Son tantas ya las herraduras. Tantos los desayunos de un lunes por la mañana, un partido de fútbol y un reloj en la pared. Tantas las maneras de no enfrentarse a uno mismo. A la finitud constante de todo este escenario. A la fugacidad y el desaparecer inminente del instante ansiado. Y la belleza está escondida aquí, en cada esquina, en el espectáculo de la mágica extinción. Ella también está condenada a morir. La belleza se apaga, muere en pocos segundos, de forma bella y triste, como el crepúsculo, para confinarnos en el yermo páramo de lo vulgar. Nos deja aquí, abandonados, generando el mundanal ruido que pueda acallar el amenazante tic-tac. Somos de una desesperanzada Gran Belleza.
Todo está resguardado bajo la cháchara y el ruido. El silencio y el sentimiento. La emoción y el miedo. Los demacrados e inconstantes destellos de belleza. La decadencia, la desgracia y el hombre miserable.

[Datos de localización de puntos en imágenes]
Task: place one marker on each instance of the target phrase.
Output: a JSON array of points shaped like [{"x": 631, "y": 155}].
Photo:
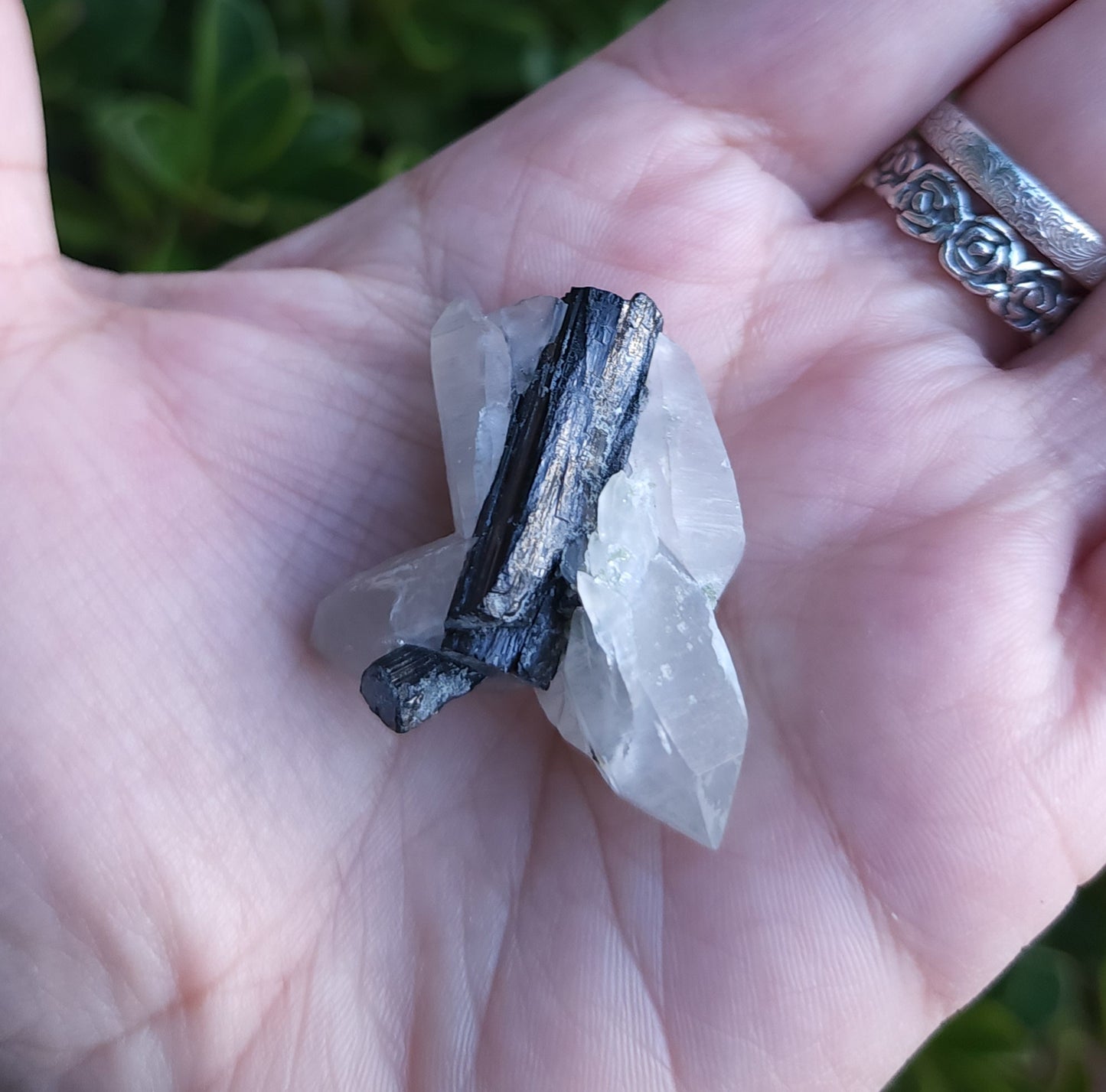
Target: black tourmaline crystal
[{"x": 569, "y": 432}]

**Actividades propuestas:**
1. Reescribe el pasaje sobre la belleza empezando en "Son tantas ya" y terminando en "desesperanzada Gran Belleza.", y sustituye "crepúsculo" por "atardecer".
2. Según el pasaje sobre la belleza, ¿en cuánto tiempo muere la belleza?
3. Continúa el pasaje sobre la belleza a partir de su última frase.

**Soluciones:**
1.
Son tantas ya las herraduras. Tantos los desayunos de un lunes por la mañana, un partido de fútbol y un reloj en la pared. Tantas las maneras de no enfrentarse a uno mismo. A la finitud constante de todo este escenario. A la fugacidad y el desaparecer inminente del instante ansiado. Y la belleza está escondida aquí, en cada esquina, en el espectáculo de la mágica extinción. Ella también está condenada a morir. La belleza se apaga, muere en pocos segundos, de forma bella y triste, como el atardecer, para confinarnos en el yermo páramo de lo vulgar. Nos deja aquí, abandonados, generando el mundanal ruido que pueda acallar el amenazante tic-tac. Somos de una desesperanzada Gran Belleza.

2. En pocos segundos.

3.
Habitamos ruido. Víctimas de nuestras miradas, de nuestras palabras, de nuestras interacciones. Ruido, más ruido. Somos anhelo que fracasa y genera ruido. Todo lo que nos queda es la posibilidad de narrarnos. Escribir la propia biografía en tercera persona. Como Julio César y sus guerras. Como Stalin. Porque desde fuera nuestra banal y asfixiante subjetividad puede metamorfosearse. Podemos ser diferentes, aparentar ser algo. Salvémonos en los otros, en sus ojos, en su infierno. Con tal de no enfrentar este preciso momento. Aquí y ahora. Nunca más.
Tú y yo. Nos proyectamos. Somos planes. Somos José en pedalón y Pedro en Polinesia. Somos egos violando el futuro y negando nuestro presente. Escapando. Porque aquí sólo queda una verdad: la circunstancia es el horror. Sí, el mundo nos alcanza, nos atrapa, nos conquista y no podemos escondernos. Deseamos escapar de nosotros mismos y no encontrar nuestro yo. Nunca. Porque espanta verse en el espejo y ver que la piel cae y que nos podrimos lentamente como un filete.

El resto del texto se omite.